» Provided records
━━━

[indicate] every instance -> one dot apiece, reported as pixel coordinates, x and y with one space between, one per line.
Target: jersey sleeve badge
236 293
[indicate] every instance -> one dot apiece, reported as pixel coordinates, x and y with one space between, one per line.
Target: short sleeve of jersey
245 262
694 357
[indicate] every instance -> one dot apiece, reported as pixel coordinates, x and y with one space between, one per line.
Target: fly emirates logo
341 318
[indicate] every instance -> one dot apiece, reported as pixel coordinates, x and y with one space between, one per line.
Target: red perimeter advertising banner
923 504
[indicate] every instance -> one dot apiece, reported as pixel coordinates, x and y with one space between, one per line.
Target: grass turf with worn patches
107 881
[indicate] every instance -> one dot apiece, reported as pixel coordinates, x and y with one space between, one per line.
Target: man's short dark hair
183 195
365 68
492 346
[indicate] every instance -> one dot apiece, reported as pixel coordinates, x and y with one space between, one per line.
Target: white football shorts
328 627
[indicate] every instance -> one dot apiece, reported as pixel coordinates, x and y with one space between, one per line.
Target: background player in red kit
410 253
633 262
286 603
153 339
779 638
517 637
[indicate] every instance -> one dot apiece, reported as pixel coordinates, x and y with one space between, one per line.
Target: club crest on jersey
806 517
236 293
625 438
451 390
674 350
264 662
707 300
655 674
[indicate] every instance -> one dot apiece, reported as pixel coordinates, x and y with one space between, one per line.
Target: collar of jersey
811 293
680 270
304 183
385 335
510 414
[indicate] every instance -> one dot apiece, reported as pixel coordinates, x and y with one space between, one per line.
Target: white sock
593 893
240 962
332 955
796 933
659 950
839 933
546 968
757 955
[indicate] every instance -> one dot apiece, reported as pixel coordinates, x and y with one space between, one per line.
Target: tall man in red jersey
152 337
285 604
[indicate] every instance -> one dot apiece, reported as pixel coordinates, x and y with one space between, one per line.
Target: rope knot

━━━

» Required task
Reproduce the material exactly, with every line intact.

» Exercise output
[indicate] every instance -> one dot apiece, reported as pixel coordinates, x and y with one space between, one per line.
Target: jersey sleeve badge
236 293
[indicate] every instance -> one dot apiece, reported as pixel coordinates, x and y with one space between, one per line.
Target: short sleeve of jersey
245 262
694 357
[indicate] every instance -> one dot apiece, reported as pixel coordinates, x and y with one space between, one per line.
Target: fly emirates logo
341 318
[indicate] every instance -> one dot apiece, reported as pixel coordinates, x and y with one space between, one per line.
Target: red perimeter advertising banner
923 504
[indicate] every instance -> one dot apiece, reported as pixel coordinates, x and y with one space between, one per line.
Target: grass turf with worn patches
107 881
[indicate] every instance -> one dot apiece, reported as pixel coordinates, x and y with one space between, one per line.
Target: man's short dark hair
183 195
365 68
492 346
[indicate] every instance -> one dot apiece, reported as pixel coordinates, x and y with one space between, one per line.
Target: white football shorts
328 627
[indicate] every instance -> one dot apiece, reported as pixel coordinates, x and y with one space between, one per line.
Target: background player in red kit
410 253
633 262
286 603
153 339
779 638
517 637
[indicate] every instance -> one dot apiece, reported as pixel coordinates, x and y with one space between, one per line.
Target: club crest on jersey
806 517
236 293
625 438
451 390
674 350
264 662
707 300
655 674
[indicate] every instance -> one dot apiece, reported as pixel coordinates, x and y with one space between, one per line.
Target: collar of jersey
811 293
680 270
304 183
385 335
510 414
[indicate] every instance -> one dot apiece, reported as pixel coordinates, x and y with one space between, one per line.
Target: white sock
593 893
240 962
332 955
796 933
659 950
839 933
546 968
757 955
[indicate] every instance -> one dot apiece, reported as pixel coordinates, x and y with one space between, one per line.
Target: tall man in red jersey
152 337
285 604
[indicate] every instance -> one dot apiece, reported as pixel coordinates, x and y with one space between, one per line.
Target: rope knot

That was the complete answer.